Omit any picture, and return the remaining data exactly as written.

>> start Materials provided

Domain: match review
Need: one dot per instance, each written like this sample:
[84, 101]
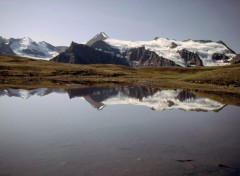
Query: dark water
[116, 131]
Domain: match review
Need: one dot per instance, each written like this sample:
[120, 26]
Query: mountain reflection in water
[156, 99]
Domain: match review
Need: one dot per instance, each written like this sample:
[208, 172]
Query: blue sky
[61, 21]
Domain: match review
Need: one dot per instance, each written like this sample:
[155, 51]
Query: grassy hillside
[22, 72]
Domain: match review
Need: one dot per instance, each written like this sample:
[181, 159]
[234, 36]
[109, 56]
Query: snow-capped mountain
[26, 47]
[165, 52]
[155, 99]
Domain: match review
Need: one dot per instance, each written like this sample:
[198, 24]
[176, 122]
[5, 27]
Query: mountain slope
[182, 53]
[26, 47]
[83, 54]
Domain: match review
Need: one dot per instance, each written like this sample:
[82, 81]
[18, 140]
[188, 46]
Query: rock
[217, 56]
[190, 58]
[173, 45]
[83, 54]
[5, 49]
[140, 57]
[236, 59]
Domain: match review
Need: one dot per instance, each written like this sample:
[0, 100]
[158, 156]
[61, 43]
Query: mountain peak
[98, 37]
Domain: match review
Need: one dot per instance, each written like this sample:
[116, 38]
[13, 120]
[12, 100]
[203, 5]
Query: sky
[60, 22]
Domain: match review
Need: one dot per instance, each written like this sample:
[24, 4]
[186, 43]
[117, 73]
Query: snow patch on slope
[162, 47]
[43, 52]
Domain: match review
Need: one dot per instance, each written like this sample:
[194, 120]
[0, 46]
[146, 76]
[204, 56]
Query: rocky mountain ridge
[160, 52]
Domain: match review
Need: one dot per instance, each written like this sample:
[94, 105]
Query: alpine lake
[117, 131]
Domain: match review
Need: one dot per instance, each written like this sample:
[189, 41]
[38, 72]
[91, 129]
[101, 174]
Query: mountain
[26, 47]
[99, 37]
[4, 48]
[155, 99]
[165, 52]
[84, 54]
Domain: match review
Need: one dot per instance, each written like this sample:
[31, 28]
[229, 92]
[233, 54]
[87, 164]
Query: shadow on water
[156, 99]
[56, 132]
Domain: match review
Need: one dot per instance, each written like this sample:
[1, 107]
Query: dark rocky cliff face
[140, 57]
[83, 54]
[236, 60]
[190, 58]
[5, 49]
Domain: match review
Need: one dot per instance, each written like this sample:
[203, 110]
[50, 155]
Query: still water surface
[116, 131]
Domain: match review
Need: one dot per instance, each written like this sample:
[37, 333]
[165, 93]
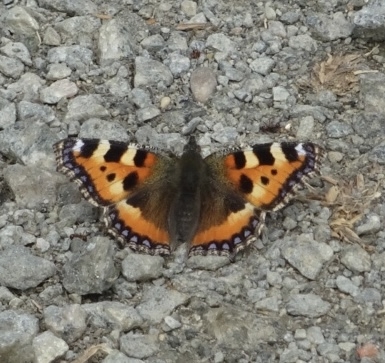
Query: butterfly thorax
[184, 215]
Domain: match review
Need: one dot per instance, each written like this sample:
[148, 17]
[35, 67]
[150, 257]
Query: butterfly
[153, 201]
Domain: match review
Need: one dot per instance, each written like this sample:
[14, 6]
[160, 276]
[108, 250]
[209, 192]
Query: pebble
[11, 67]
[203, 84]
[112, 315]
[310, 305]
[150, 72]
[91, 270]
[142, 267]
[158, 302]
[68, 322]
[16, 333]
[306, 255]
[48, 347]
[262, 65]
[58, 71]
[355, 259]
[56, 91]
[139, 345]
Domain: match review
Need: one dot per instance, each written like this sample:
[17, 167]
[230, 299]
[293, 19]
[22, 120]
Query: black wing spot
[239, 159]
[246, 184]
[130, 181]
[140, 157]
[111, 177]
[115, 153]
[87, 150]
[289, 151]
[265, 180]
[264, 155]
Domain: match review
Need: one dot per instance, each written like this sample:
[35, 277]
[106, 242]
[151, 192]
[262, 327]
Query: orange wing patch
[106, 171]
[129, 226]
[268, 174]
[238, 231]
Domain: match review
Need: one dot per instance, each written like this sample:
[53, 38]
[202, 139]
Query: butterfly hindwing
[269, 174]
[116, 176]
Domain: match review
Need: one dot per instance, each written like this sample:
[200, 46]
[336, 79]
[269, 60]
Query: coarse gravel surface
[311, 289]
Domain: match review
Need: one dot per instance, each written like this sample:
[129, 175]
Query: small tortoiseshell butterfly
[152, 201]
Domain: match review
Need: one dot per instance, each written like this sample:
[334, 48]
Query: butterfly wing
[245, 184]
[268, 175]
[118, 177]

>> end Materials provided

▸ **The response**
Domain: match review
Need: one dot per instance, each written like this sample:
[84, 101]
Query: dark water
[116, 131]
Domain: match review
Need: one dot per instance, each written like this sample:
[120, 26]
Query: mountain reflection in water
[156, 99]
Domain: match review
Need: one dot per instance, each written like this sample:
[208, 172]
Query: blue sky
[61, 21]
Domain: match review
Need: one dot per instance, each written like this sample:
[155, 51]
Query: grassy hillside
[22, 72]
Domain: match review
Need: one dot per instance, each written like this sample:
[181, 159]
[234, 36]
[109, 56]
Query: snow-capped mountain
[26, 47]
[165, 52]
[155, 99]
Domain: match review
Need: one dot per instance, each written like this sample:
[198, 24]
[176, 122]
[5, 27]
Query: mountain slope
[182, 53]
[26, 47]
[83, 54]
Domain: match review
Need: one dot per instance, each written like this sample:
[82, 81]
[18, 140]
[188, 46]
Query: rock
[217, 56]
[190, 58]
[173, 45]
[83, 54]
[5, 49]
[140, 57]
[236, 59]
Domain: match review
Need: one dot per instance, each written like this sample:
[0, 100]
[158, 156]
[61, 43]
Query: mountain peak
[98, 37]
Domain: match review
Need: one dot per instance, each written like this sample:
[116, 38]
[13, 120]
[12, 100]
[203, 5]
Query: sky
[60, 22]
Domain: match review
Need: one dot per instance, each written like this sample:
[24, 4]
[186, 43]
[117, 73]
Query: snow patch on slope
[162, 47]
[43, 52]
Domain: match review
Need: one dot per instance, each written like this sample:
[194, 120]
[0, 46]
[146, 76]
[204, 56]
Query: rocky mountain ridge
[160, 52]
Domain: match review
Need: one dot per instance, each written like this sample:
[94, 105]
Query: alpine lake
[117, 131]
Domain: match review
Need: one dot per instance, each written like this sample:
[189, 41]
[38, 72]
[91, 129]
[101, 174]
Query: mountain
[26, 47]
[99, 37]
[4, 48]
[155, 99]
[165, 52]
[84, 54]
Domain: match review
Need: one dot per instance, each written like this sample:
[31, 28]
[229, 92]
[233, 54]
[87, 164]
Query: shadow on water
[156, 99]
[56, 132]
Domain: match review
Need: one dot per instance, each written like this sample:
[1, 107]
Query: dark rocky cliff face
[140, 57]
[83, 54]
[236, 60]
[190, 58]
[5, 49]
Domain: match review
Need: one dot per instance, each written like this sample:
[203, 110]
[50, 155]
Query: still water surface
[116, 131]
Domain: match review
Need: one dot per instance, each written like this sample:
[37, 333]
[165, 93]
Query: butterfly thorax
[184, 215]
Domain: match review
Need: one dot per instance, each written like this sample:
[148, 17]
[35, 67]
[150, 257]
Query: butterfly
[153, 201]
Domain: match review
Need: one dot per instance, each written like this sample:
[14, 6]
[160, 276]
[108, 250]
[209, 192]
Query: pebble
[11, 67]
[203, 84]
[112, 315]
[310, 305]
[150, 72]
[91, 270]
[142, 267]
[158, 302]
[68, 322]
[16, 333]
[306, 255]
[48, 347]
[262, 65]
[58, 71]
[355, 259]
[56, 91]
[139, 345]
Domain: match review
Need: one dot per instance, each written like this sample:
[17, 167]
[230, 299]
[293, 19]
[22, 120]
Query: black wing spot
[239, 159]
[246, 184]
[130, 181]
[140, 157]
[111, 177]
[115, 153]
[87, 150]
[289, 151]
[265, 180]
[264, 155]
Domain: match review
Need: one dot per instance, each written like this sample:
[35, 277]
[106, 242]
[151, 192]
[262, 327]
Query: orange wing patch
[106, 171]
[129, 226]
[268, 174]
[238, 231]
Domain: match review
Need: one dot per instance, each written like this sample:
[53, 38]
[202, 139]
Query: butterfly hindwing
[269, 174]
[116, 176]
Domain: match review
Need: one dot per instance, each written like this sample:
[200, 46]
[336, 79]
[269, 60]
Query: coarse gravel surface
[311, 289]
Domain: match review
Need: one dot per instance, each written like this sample:
[129, 175]
Query: small tortoiseshell butterfly
[152, 201]
Domain: match review
Need: one dot per instance, each written like this sample:
[334, 48]
Query: butterfly wing
[245, 184]
[268, 175]
[118, 177]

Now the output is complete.